**Activity**
Among the entries that follow, some lines contain the word "placed". Show all of them.

[Natural language region descriptions]
--------

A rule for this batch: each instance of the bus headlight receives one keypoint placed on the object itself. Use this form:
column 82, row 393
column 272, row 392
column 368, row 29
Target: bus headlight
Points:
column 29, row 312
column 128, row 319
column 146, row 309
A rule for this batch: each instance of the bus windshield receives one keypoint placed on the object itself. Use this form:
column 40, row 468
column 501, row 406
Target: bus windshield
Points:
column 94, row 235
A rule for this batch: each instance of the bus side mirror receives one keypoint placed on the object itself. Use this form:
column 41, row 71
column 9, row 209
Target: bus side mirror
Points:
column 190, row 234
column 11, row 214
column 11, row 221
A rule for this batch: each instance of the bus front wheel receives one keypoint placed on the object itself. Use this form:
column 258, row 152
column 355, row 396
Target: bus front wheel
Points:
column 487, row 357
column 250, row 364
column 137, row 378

--------

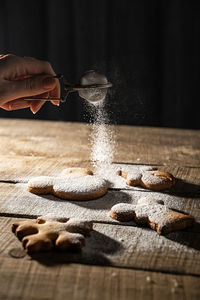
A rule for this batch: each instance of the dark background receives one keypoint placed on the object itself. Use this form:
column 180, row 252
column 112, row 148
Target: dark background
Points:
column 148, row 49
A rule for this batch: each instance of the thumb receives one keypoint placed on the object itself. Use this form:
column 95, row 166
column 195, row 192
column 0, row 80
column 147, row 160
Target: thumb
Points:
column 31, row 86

--------

**Answer to the exercise**
A rule for this batch: each instance of the bus headlight receives one keypoint placed on the object itself. Use this form:
A rule for this batch: each instance of the bus windshield receives one keypoint placed on the object itself. Use this form:
A rule for this batch: each instance of the bus side mirror receives one keypoint placed on the object itself. Use this form:
A rule for this batch: each instance of the bus front wheel receives one keypoint placed on the object itself. Use this form:
A rule for this batch: each instance of the dark background receives one keypoint placed on the object itself. Use this form:
A rule for this batch: each instance of the thumb receives one keypoint placed on the object itself. Use this form:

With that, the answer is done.